Backgroundand objectives Rheumatoid arthritis (RA) is an autoimmune disease affecting about 1% of the population. Though of unknown aetiology, it is considered to have a strong genetic influence, resulting in the activation of different immune cells and consequent bone and cartilage destruction of the joints. The production of anticollagen type II (CII) antibodies is a common feature between RA patients and the collagen-induced arthritis (CIA) mouse model. Understanding how distinct anti-CII epitopes are genetically selected could benefit the development of new RA therapies. Here, the authors assess the genetic influence of specific anti-CII antibody production in a mouse model of RA.
Material and methods In this particular study, the authors have used as genetic variance tool a heterogeneous stock (HS) mice cohort of eight inbred mouse strains. Three of the major anti-CII B cell epitopes (C1, U1 and J1) were analysed by ELISA. Sequencing of the genes coding for the M2139 monoclonal antibody (J1-specific mAb) was additionally done for all the HS strains.
----------
Using the information:
- 1) Reproduce the rheumatoid arthritis abstract word for word from "Backgroundand objectives Rheumatoid" up to and including "model of RA.".
- 2) Carry on writing the rheumatoid arthritis abstract, starting right after its last sentence.
The items that come next are separate material and are unrelated to the rheumatoid arthritis abstract.

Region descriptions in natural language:
----------
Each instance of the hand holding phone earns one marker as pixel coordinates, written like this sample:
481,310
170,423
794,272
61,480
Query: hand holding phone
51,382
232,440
----------
Answers given:
- 1)
Backgroundand objectives Rheumatoid arthritis (RA) is an autoimmune disease affecting about 1% of the population. Though of unknown aetiology, it is considered to have a strong genetic influence, resulting in the activation of different immune cells and consequent bone and cartilage destruction of the joints. The production of anticollagen type II (CII) antibodies is a common feature between RA patients and the collagen-induced arthritis (CIA) mouse model. Understanding how distinct anti-CII epitopes are genetically selected could benefit the development of new RA therapies. Here, the authors assess the genetic influence of specific anti-CII antibody production in a mouse model of RA.

- 2)
Results A genome wide study of antibody response during CIA development suggested that specific anti-CII antibodies are regulated by the immunoglobulin heavy chain locus (IgH). The haplotype reconstruction analysis showed a preference for the anti-J1 antibody production by certain mouse strains, in detriment of anti-C1 antibodies. The authors thus hypothesised that the selection of particular IgHv genes is responsible for this J1 versus C1 epitope selection. Preliminary sequencing data of the genes coding for the M2139 monoclonal antibody in all the HS strains, supports the initial hypothesis. The difference relies on an amino acid change from a hydrophobic tryptophan to a polar amino acid (eg, threonine) in the CDR1 region. Three-dimensional structure of M2139 Fab with triple helical J1 peptide shows that the tryptophan in the CDR1 region of the heavy chain is contacting with a hydrophobic leucine amino acid in the J1 epitope. This interaction may be essential for recognition of the J1 epitope. Replacement of Trp by Thr in this position could abrogate the binding to J1 epitope.
Conclusions CIA development in HS mice allowed for a genome wide study on anti-CII specific responses. The data revealed a genetic association with the production of anti-J1 antibodies. Sequencing of the genes coding for the anti-J1 mAb reveal an amino acid substitution influencing the polarity within the CDR1 region. Cloning and expression of these mutations and consequent anti-J1 binding properties will further on confirm or reject our hypothesis.